Instructions for the task:
Rewrite every line of the data below word for word, but multiply each x and y coordinate by 1.55 and round the result to a whole number, with halves rounded up. Leave the picture lines out of your answer.

Lines of data:
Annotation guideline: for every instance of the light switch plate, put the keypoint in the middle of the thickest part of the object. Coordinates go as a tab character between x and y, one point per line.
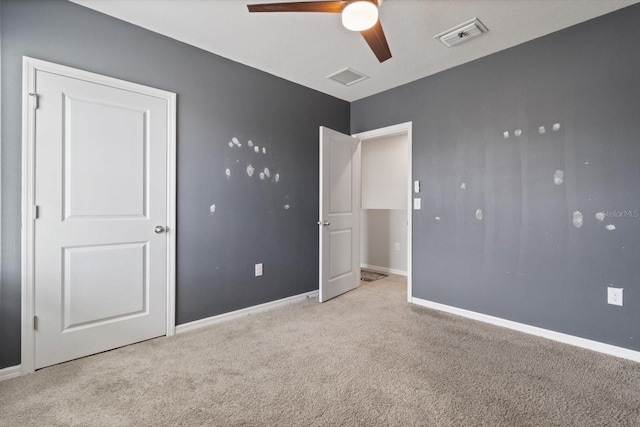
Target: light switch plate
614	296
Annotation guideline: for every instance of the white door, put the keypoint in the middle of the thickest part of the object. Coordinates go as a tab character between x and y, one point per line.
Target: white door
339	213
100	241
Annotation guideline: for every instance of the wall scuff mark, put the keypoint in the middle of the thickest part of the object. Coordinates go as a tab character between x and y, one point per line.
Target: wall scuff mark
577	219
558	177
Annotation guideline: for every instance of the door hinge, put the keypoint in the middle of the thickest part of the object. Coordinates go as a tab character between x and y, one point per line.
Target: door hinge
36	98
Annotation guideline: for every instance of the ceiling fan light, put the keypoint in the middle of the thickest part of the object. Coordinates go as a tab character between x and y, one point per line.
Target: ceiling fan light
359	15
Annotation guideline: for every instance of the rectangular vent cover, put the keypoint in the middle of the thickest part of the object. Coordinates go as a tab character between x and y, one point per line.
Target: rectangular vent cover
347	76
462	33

The solution:
Annotation guideline: for every instance of the light switch plate, put the keypoint in the middle of the thickest part of the object. Coordinates go as a tab character between x and y, one point per line.
Target: light switch plate
952	459
Annotation guideline: for every instance of the white door, put the keypoint in the middle of the thickest part of the object. Coordinates go as a tab character between x and y, one point per line.
Target: white door
525	330
155	374
Annotation guideline: for every instance of the wall scuff mark, put the keypoint in the middle of the thickest part of the object. Coordinates go as a tab character between x and y, one point per line.
Target: wall scuff mark
894	339
865	274
Annotation guideline: for every instance of the door hinge, put the keypoint in the middle of the thickest part of the object. Coordinates go as a tab character between x and y, one point per line.
Target: door hinge
56	152
Annotation guideline: for every instance of the ceiling fan light, put the keypoint in the middle of the thickest part of the object. Coordinates go as a tab character between x and y, one point per line.
Target: ceiling fan light
556	23
Annotation guideline: for every instance of the rectangular vent cover, put the keypoint in the middle of the thickest part of the object. Coordinates go as a tab character between x and y, one point per line.
Target: rectangular vent cover
538	118
716	51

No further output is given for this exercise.